## JOB
Return the data below line for line, changing nothing.

## Dataset excerpt
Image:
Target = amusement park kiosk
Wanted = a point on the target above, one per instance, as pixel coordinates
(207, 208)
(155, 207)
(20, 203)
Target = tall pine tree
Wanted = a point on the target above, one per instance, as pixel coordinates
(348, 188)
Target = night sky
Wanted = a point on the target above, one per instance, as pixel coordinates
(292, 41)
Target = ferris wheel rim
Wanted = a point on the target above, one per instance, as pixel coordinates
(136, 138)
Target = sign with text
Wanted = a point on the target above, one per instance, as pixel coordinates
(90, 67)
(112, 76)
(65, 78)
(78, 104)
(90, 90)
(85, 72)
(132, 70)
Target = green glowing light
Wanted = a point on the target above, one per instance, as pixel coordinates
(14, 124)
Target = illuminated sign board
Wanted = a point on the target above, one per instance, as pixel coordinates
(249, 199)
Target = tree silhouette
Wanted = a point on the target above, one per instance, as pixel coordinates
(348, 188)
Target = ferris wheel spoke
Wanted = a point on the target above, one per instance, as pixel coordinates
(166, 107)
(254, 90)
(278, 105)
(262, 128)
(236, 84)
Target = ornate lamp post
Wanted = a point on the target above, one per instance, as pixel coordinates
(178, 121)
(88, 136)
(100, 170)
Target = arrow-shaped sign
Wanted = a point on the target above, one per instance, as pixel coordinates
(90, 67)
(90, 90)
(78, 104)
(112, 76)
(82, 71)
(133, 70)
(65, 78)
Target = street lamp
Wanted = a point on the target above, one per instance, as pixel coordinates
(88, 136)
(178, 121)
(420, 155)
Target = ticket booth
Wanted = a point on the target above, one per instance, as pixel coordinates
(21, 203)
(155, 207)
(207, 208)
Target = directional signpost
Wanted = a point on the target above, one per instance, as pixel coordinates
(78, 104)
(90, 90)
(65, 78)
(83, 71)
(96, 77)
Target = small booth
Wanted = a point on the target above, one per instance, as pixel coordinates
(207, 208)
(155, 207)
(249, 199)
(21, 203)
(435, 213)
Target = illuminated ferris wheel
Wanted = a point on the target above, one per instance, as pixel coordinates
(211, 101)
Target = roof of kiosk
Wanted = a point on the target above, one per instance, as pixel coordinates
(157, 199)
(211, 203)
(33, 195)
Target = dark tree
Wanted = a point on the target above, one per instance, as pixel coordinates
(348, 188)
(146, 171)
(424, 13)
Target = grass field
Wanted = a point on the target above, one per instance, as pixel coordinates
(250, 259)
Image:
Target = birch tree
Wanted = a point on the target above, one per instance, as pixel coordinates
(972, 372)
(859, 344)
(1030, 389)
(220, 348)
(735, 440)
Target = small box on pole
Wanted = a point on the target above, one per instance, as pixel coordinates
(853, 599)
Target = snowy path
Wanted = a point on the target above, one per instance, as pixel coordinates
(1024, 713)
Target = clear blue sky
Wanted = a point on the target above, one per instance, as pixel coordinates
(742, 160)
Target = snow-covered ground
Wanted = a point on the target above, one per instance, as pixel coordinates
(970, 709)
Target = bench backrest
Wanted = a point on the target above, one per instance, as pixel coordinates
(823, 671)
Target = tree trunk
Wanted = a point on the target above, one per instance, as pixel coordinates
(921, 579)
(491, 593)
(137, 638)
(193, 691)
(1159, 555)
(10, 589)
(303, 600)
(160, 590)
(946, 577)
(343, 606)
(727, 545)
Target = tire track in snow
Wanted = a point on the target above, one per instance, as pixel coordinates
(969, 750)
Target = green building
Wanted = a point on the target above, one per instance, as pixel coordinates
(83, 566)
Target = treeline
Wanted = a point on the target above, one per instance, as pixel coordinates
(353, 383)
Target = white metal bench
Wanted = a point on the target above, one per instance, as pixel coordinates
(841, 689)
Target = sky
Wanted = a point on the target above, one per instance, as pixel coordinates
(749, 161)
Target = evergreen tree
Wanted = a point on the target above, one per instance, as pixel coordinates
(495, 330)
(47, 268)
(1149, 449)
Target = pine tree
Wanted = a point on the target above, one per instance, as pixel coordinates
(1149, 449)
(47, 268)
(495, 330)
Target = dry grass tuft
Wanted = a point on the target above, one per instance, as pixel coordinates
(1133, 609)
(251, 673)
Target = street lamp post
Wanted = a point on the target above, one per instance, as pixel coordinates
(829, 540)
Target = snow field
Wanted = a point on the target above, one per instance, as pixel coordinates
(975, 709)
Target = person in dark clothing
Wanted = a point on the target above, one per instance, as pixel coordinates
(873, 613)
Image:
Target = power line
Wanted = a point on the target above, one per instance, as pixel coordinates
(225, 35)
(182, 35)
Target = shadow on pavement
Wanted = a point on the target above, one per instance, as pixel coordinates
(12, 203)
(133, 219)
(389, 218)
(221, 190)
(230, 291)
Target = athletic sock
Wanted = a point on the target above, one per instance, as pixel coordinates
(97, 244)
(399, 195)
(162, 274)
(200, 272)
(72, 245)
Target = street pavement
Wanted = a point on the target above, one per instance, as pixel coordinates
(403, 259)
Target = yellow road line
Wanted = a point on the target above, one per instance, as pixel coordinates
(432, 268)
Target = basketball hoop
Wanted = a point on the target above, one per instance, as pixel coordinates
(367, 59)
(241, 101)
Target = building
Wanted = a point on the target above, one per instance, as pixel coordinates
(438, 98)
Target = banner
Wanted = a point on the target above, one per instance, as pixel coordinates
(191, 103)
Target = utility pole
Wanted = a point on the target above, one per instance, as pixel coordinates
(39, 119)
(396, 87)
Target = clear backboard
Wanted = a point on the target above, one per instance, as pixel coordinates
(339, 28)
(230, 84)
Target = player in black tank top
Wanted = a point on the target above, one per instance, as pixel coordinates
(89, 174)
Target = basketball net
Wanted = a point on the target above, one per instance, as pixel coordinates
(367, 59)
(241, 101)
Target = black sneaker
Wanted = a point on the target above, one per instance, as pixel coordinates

## SOLVED PROBLEM
Image:
Target = amusement park kiosk
Wanted = a point on the target above, one per instance, as pixel coordinates
(207, 208)
(155, 207)
(20, 203)
Target = tall pine tree
Wanted = a point on the target above, one per instance, as pixel coordinates
(348, 188)
Target = night sky
Wanted = a point on the target above, one per instance, as pixel coordinates
(292, 41)
Target = ferris wheel rim
Wanted = a point on the target above, one per instance, as pixel coordinates
(136, 138)
Target = sign with text
Wanted = a point on the target above, one per instance, as pixel coordinates
(90, 67)
(112, 76)
(65, 78)
(78, 104)
(90, 90)
(85, 72)
(132, 70)
Target = green glowing light
Wanted = a point on the target above, one per instance, as pixel coordinates
(14, 124)
Target = illuminated sign board
Wanted = a point on the target above, one per instance, as pixel coordinates
(249, 199)
Target = tree silhouette
Wanted = a point on the target above, one per instance, as pixel coordinates
(348, 188)
Target = ferris wheel spoke
Wanted = a point on the target above, one per instance, as pixel coordinates
(166, 107)
(254, 90)
(278, 105)
(262, 128)
(236, 84)
Target = ornate lamp post
Wanted = a point on the target above, one per instance, as pixel coordinates
(178, 121)
(88, 136)
(100, 170)
Target = arrow-shaped sign
Wanted = a point on the target above, one per instance, as pixel coordinates
(90, 67)
(90, 90)
(78, 104)
(112, 76)
(82, 71)
(133, 70)
(65, 78)
Target = street lamp
Wanted = a point on the target above, one per instance, as pixel coordinates
(88, 136)
(178, 121)
(420, 155)
Target = ticket booth
Wanted = a point on the target above, one per instance, as pixel coordinates
(21, 203)
(155, 207)
(207, 208)
Target = directional signpost
Wanted = a point on the target above, one per instance, as pixel coordinates
(78, 104)
(90, 90)
(65, 78)
(83, 71)
(96, 77)
Target = small booth
Wanted = a point on the target above, one per instance, as pixel coordinates
(207, 208)
(155, 207)
(249, 199)
(21, 203)
(435, 213)
Target = illuminated ferris wheel
Wanted = a point on the target above, one per instance, as pixel coordinates
(211, 101)
Target = roof of kiosk
Wanted = a point on the target above, one per instance, as pixel coordinates
(157, 199)
(211, 203)
(33, 195)
Target = dark tree
Wanted = a point on the target above, one per instance, as pixel coordinates
(348, 188)
(146, 171)
(424, 13)
Target = grass field
Wanted = a point on the target above, one per instance, as pixel coordinates
(250, 259)
Image:
Target = birch tree
Wanted = a point on the target above, one per instance, as pixel coordinates
(972, 372)
(859, 344)
(1030, 389)
(220, 348)
(735, 440)
Target = small box on pole
Wanted = a point on the target above, one per instance, as pixel coordinates
(853, 599)
Target = snowy path
Wanted = a point on the target above, one per instance, as pixel coordinates
(1024, 713)
Target = clear blue sky
Wanted = a point on the target above, one per instance, as pixel coordinates
(742, 160)
Target = snow-covered ground
Wanted = a point on the target above, one per instance, as pixel coordinates
(970, 709)
Target = bench backrest
Wanted = a point on the target above, one per instance, as pixel coordinates
(823, 671)
Target = tree trunk
Wanted = a point on the target above, one per instance, as pixel coordinates
(921, 579)
(491, 593)
(137, 638)
(193, 691)
(1159, 555)
(10, 589)
(303, 600)
(160, 590)
(946, 577)
(343, 606)
(727, 545)
Target = tire track in snow
Wanted = a point on the target above, one per instance, as pixel coordinates
(969, 750)
Target = green building
Wanted = a point on the target above, one per instance, as pixel coordinates
(83, 566)
Target = treeline
Wanted = a point on the target above, one per instance, as pixel coordinates
(353, 383)
Target = white metal bench
Wanted = a point on the target above, one per instance, as pixel coordinates
(841, 689)
Target = sky
Wanted = a point on the target above, one per instance, as pixel coordinates
(749, 161)
Target = evergreen tree
Wanted = a point on the target above, one per instance, as pixel coordinates
(495, 330)
(47, 268)
(1149, 449)
Target = pine tree
Wanted = a point on the target above, one per instance, as pixel coordinates
(1149, 449)
(47, 268)
(495, 330)
Target = dry grass tuft
Wanted = a point on the target above, one per instance, as pixel coordinates
(1133, 609)
(251, 673)
Target = street lamp post
Wanted = a point on the target above, one per instance, as pixel coordinates
(829, 540)
Target = snow field
Wanted = a point on the target above, one per instance, as pixel coordinates
(975, 709)
Target = person in dark clothing
Wanted = a point on the target above, one per instance, as pixel coordinates
(873, 613)
Image:
Target = power line
Wanted = a point on the target above, one per instance, as pixel coordinates
(225, 35)
(182, 35)
Target = shadow on pavement
Wanted = a point on the target above, one per instance, as pixel coordinates
(12, 203)
(133, 219)
(389, 218)
(221, 190)
(230, 291)
Target = athletic sock
Wanted = a point on the target above, one per instance, as pixel coordinates
(97, 244)
(399, 195)
(162, 274)
(200, 272)
(72, 245)
Target = street pavement
Wanted = a point on the target above, one per instance, as pixel coordinates
(403, 259)
Target = yellow road line
Wanted = a point on the target above, one per instance, as pixel coordinates
(432, 268)
Target = basketball hoop
Wanted = a point on the target above, one per instance, as pixel coordinates
(367, 59)
(241, 101)
Target = building
Wanted = a point on the target above, one per instance, as pixel coordinates
(438, 98)
Target = banner
Wanted = a point on the target above, one per instance, as pixel coordinates
(191, 103)
Target = utility pole
Wanted = a point on the target above, one per instance, as pixel coordinates
(39, 119)
(396, 87)
Target = clear backboard
Wanted = a point on the target above, one per instance, as pixel coordinates
(339, 28)
(230, 84)
Target = player in black tank top
Wanted = a point on the target above, one per instance, as pixel coordinates
(89, 174)
Target = basketball net
Wanted = a point on the target above, one per instance, as pixel coordinates
(367, 59)
(241, 101)
Target = black sneaker
Wanted = a point on the target above, one per instance, as pixel coordinates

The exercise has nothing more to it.